=== Exercise instructions ===
Print every row below word for word, but leave out the pictures.

Dataset entries below:

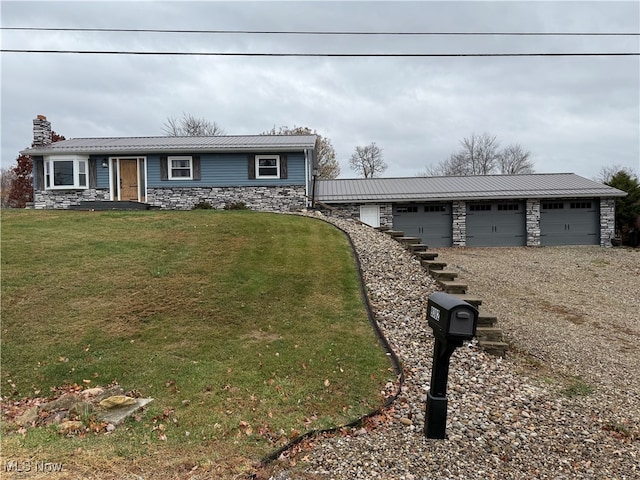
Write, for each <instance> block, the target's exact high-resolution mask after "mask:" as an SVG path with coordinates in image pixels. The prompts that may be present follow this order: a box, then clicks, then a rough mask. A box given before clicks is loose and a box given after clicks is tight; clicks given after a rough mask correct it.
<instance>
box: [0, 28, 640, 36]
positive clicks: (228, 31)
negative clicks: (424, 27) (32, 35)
mask: <svg viewBox="0 0 640 480" xmlns="http://www.w3.org/2000/svg"><path fill="white" fill-rule="evenodd" d="M0 29H2V30H21V31H42V32H111V33H189V34H225V35H229V34H240V35H254V34H255V35H351V36H357V35H390V36H401V35H406V36H420V35H425V36H426V35H434V36H435V35H454V36H457V35H459V36H465V35H467V36H572V37H587V36H594V37H597V36H640V33H638V32H423V31H420V32H419V31H411V32H394V31H389V32H357V31H324V30H321V31H303V30H174V29H159V28H63V27H0Z"/></svg>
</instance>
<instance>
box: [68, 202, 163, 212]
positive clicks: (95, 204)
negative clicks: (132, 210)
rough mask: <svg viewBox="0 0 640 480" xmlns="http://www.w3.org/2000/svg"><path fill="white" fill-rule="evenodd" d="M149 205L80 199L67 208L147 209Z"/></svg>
mask: <svg viewBox="0 0 640 480" xmlns="http://www.w3.org/2000/svg"><path fill="white" fill-rule="evenodd" d="M149 209H151V205H149V204H148V203H142V202H134V201H113V202H111V201H106V200H96V201H82V202H80V203H79V204H78V205H71V206H69V210H89V211H91V210H96V211H98V210H149Z"/></svg>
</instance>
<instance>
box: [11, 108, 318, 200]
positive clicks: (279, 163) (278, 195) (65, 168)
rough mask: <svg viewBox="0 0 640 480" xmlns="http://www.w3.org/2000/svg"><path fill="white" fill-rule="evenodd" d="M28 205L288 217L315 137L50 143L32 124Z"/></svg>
mask: <svg viewBox="0 0 640 480" xmlns="http://www.w3.org/2000/svg"><path fill="white" fill-rule="evenodd" d="M33 132H34V137H33V145H32V147H31V148H27V149H25V150H23V151H22V152H20V153H22V154H24V155H30V156H31V157H32V159H33V176H34V207H35V208H71V207H74V206H78V205H81V204H83V203H85V202H139V203H141V204H145V205H146V206H150V207H155V208H162V209H191V208H193V207H194V206H195V205H197V204H199V203H201V202H207V203H209V204H210V205H211V206H213V207H214V208H223V207H224V206H225V205H228V204H231V203H237V202H242V203H244V204H245V205H247V206H248V207H249V208H251V209H253V210H261V211H294V210H299V209H301V208H306V207H307V206H308V204H309V200H308V199H309V198H310V197H311V188H312V178H313V170H314V165H315V158H316V153H315V152H316V136H315V135H243V136H216V137H166V136H165V137H117V138H76V139H70V140H64V141H60V142H55V143H52V130H51V123H50V122H49V121H48V120H47V118H46V117H45V116H43V115H39V116H38V117H37V118H36V119H35V120H34V121H33Z"/></svg>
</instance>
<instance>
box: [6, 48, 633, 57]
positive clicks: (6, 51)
mask: <svg viewBox="0 0 640 480" xmlns="http://www.w3.org/2000/svg"><path fill="white" fill-rule="evenodd" d="M0 52H1V53H44V54H83V55H147V56H150V55H160V56H208V57H389V58H393V57H621V56H640V52H579V53H578V52H566V53H285V52H283V53H278V52H275V53H264V52H144V51H130V50H128V51H124V50H119V51H116V50H112V51H108V50H28V49H1V50H0Z"/></svg>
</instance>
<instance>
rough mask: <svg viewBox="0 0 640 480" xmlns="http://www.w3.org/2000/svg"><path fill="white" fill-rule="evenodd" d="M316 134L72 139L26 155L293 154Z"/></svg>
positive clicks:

End of Dataset entries.

=== Response to the task ===
Write, for each <instance> block, the target's exact high-resolution mask after "mask:" as an SVG path with coordinates in image pixels. The prompts that may be present follow this order: a box, then clicks, then a rough mask. A box given before clicks is loose and a box given after clicks is tight; clicks given after a rough mask correct it.
<instance>
box: [0, 28, 640, 36]
positive clicks: (228, 31)
negative clicks: (424, 27) (32, 35)
mask: <svg viewBox="0 0 640 480" xmlns="http://www.w3.org/2000/svg"><path fill="white" fill-rule="evenodd" d="M0 29H2V30H21V31H42V32H111V33H189V34H225V35H229V34H240V35H254V34H255V35H351V36H357V35H390V36H401V35H406V36H420V35H425V36H426V35H434V36H435V35H454V36H457V35H459V36H465V35H467V36H572V37H587V36H594V37H597V36H640V33H638V32H423V31H420V32H419V31H411V32H394V31H389V32H357V31H324V30H321V31H303V30H174V29H159V28H63V27H0Z"/></svg>
</instance>
<instance>
box: [68, 202, 163, 212]
positive clicks: (95, 204)
negative clicks: (132, 210)
rough mask: <svg viewBox="0 0 640 480" xmlns="http://www.w3.org/2000/svg"><path fill="white" fill-rule="evenodd" d="M149 205L80 199L67 208L147 209Z"/></svg>
mask: <svg viewBox="0 0 640 480" xmlns="http://www.w3.org/2000/svg"><path fill="white" fill-rule="evenodd" d="M149 209H151V205H149V204H148V203H142V202H134V201H113V202H111V201H106V200H96V201H82V202H80V203H79V204H78V205H71V206H69V210H89V211H91V210H96V211H98V210H149Z"/></svg>
</instance>
<instance>
box: [11, 108, 318, 200]
positive clicks: (279, 163) (278, 195) (65, 168)
rough mask: <svg viewBox="0 0 640 480" xmlns="http://www.w3.org/2000/svg"><path fill="white" fill-rule="evenodd" d="M28 205L288 217L315 137L50 143L32 124Z"/></svg>
mask: <svg viewBox="0 0 640 480" xmlns="http://www.w3.org/2000/svg"><path fill="white" fill-rule="evenodd" d="M33 132H34V137H33V145H32V147H31V148H27V149H25V150H23V151H22V152H20V153H22V154H24V155H30V156H31V157H32V159H33V176H34V207H35V208H71V207H74V206H78V205H81V204H83V203H85V202H139V203H141V204H145V205H146V206H150V207H155V208H162V209H191V208H193V207H194V206H195V205H197V204H199V203H201V202H207V203H209V204H210V205H211V206H213V207H214V208H223V207H224V206H225V205H228V204H231V203H237V202H242V203H244V204H245V205H247V206H248V207H249V208H251V209H253V210H261V211H294V210H299V209H301V208H306V207H307V206H308V204H309V200H308V199H309V198H310V197H311V188H312V178H313V170H314V165H315V158H316V153H315V152H316V136H315V135H243V136H216V137H166V136H165V137H117V138H76V139H70V140H64V141H60V142H55V143H52V130H51V123H50V122H49V121H48V120H47V118H46V117H45V116H43V115H39V116H38V117H37V118H36V119H35V120H34V121H33Z"/></svg>
</instance>
<instance>
box: [6, 48, 633, 57]
positive clicks: (6, 51)
mask: <svg viewBox="0 0 640 480" xmlns="http://www.w3.org/2000/svg"><path fill="white" fill-rule="evenodd" d="M0 52H1V53H44V54H83V55H147V56H150V55H160V56H208V57H389V58H393V57H621V56H640V52H579V53H578V52H566V53H285V52H283V53H278V52H275V53H264V52H144V51H130V50H128V51H124V50H119V51H116V50H112V51H108V50H28V49H1V50H0Z"/></svg>
</instance>
<instance>
rough mask: <svg viewBox="0 0 640 480" xmlns="http://www.w3.org/2000/svg"><path fill="white" fill-rule="evenodd" d="M316 134L72 139L26 155L293 154Z"/></svg>
positive clicks:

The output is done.